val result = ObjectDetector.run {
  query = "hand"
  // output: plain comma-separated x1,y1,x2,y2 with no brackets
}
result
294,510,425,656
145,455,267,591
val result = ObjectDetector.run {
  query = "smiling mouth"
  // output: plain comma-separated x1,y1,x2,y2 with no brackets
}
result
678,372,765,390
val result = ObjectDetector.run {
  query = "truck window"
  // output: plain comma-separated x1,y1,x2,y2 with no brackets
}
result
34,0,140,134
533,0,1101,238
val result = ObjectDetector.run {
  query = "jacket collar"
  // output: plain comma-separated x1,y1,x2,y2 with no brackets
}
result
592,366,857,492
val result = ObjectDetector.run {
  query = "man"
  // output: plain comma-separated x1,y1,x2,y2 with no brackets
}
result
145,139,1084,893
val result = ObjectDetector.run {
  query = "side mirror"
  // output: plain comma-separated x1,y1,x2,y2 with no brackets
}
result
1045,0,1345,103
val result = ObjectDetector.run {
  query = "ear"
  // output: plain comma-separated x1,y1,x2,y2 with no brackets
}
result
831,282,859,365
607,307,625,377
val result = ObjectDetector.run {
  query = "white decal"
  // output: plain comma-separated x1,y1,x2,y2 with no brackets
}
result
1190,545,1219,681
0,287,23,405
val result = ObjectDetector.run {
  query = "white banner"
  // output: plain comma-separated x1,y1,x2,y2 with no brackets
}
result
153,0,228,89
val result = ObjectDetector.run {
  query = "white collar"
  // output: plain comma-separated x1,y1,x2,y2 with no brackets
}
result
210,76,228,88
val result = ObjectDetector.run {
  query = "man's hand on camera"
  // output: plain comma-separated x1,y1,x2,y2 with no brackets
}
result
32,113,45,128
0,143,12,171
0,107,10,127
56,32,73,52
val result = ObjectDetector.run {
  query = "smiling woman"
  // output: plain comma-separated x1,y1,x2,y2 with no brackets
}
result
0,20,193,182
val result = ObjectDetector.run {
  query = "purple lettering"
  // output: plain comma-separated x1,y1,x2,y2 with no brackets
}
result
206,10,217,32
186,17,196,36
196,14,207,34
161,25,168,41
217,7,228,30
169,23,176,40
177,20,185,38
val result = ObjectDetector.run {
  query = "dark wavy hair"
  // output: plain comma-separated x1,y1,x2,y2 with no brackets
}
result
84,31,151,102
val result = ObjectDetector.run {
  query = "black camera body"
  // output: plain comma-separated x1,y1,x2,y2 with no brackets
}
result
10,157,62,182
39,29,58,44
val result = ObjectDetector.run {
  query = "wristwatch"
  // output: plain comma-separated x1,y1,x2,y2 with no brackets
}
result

● ● ●

## TASK STATEMENT
Take the records above and return them exactly as written.

## SOLUTION FOR THIS TASK
val result = ObjectDetector.run {
  query = "hand"
  // output: plain comma-separated x1,y1,x2,y2 with no brackets
}
result
294,510,425,656
145,455,267,591
val result = ObjectDetector.run {
  query = "smiling mouth"
  // output: plain comma-separated x1,y1,x2,y2 with no brackets
}
result
678,372,765,390
val result = ObjectDetector.run {
  query = "truck window"
  // output: plain comma-separated x1,y1,x2,y2 with no brackets
}
result
34,0,140,134
533,0,1101,238
val result = ObjectDetector.run {
  query = "jacket collar"
  // output: plain comma-separated x1,y1,x2,y2 with no brackets
}
result
592,366,857,492
val result = ObjectDetector.run {
  query = "man"
  // output: plain comma-separated x1,y1,x2,y2 with no brackets
}
result
145,139,1084,893
val result = ObjectDetector.run {
  query = "side mirror"
  // output: plain comma-separated x1,y1,x2,y2 with no brackets
}
result
1045,0,1345,103
val result = ObjectDetector.run {
  query = "ear"
  // output: plain comma-separated x1,y1,x2,y2 with no brackets
}
result
831,282,859,365
607,307,625,377
val result = ObjectDetector.run {
  query = "white decal"
  // output: plain comma-separated x1,y1,x2,y2 with no brackets
}
result
1190,545,1219,681
0,287,23,405
val result = ObjectDetector.run {
  query = "white banner"
  // output: plain comma-separated x1,y1,x2,y2 with no brackets
}
result
153,0,228,89
val result = ObjectDetector.run {
  query = "white collar"
  // output: plain comma-separated x1,y1,x2,y2 with no brackets
}
result
210,76,228,88
val result = ObjectDetector.run {
  query = "man's hand on camera"
  // output: plain comma-separated x1,y1,x2,y2 with no brackets
}
result
32,113,45,128
0,143,12,171
0,107,10,127
56,32,73,52
val result = ObjectDetector.run {
  query = "smiling woman"
  // output: plain comma-separated x1,y1,x2,y2 with no brackets
}
result
0,20,193,182
val result = ObjectDetector.run {
  query = "purple lettering"
  // output: plain comma-separated x1,y1,x2,y2 with no brackets
}
result
206,10,217,32
186,17,196,36
196,14,207,34
161,25,168,41
217,7,228,30
169,23,176,40
177,20,185,38
val result = ObjectDetector.run {
  query = "dark wavy hair"
  // output: plain comma-separated x1,y1,x2,y2 with no brackets
}
result
84,31,151,102
val result = ObjectDetector.run {
  query = "black camera body"
  // output: plain comma-separated x1,y1,x2,y2 with no brackets
}
result
10,157,62,182
39,29,58,44
val result = ObjectDetector.run {
  query = "wristwatch"
  // output: plain comma-separated x1,y1,x2,y2 with no brackets
}
result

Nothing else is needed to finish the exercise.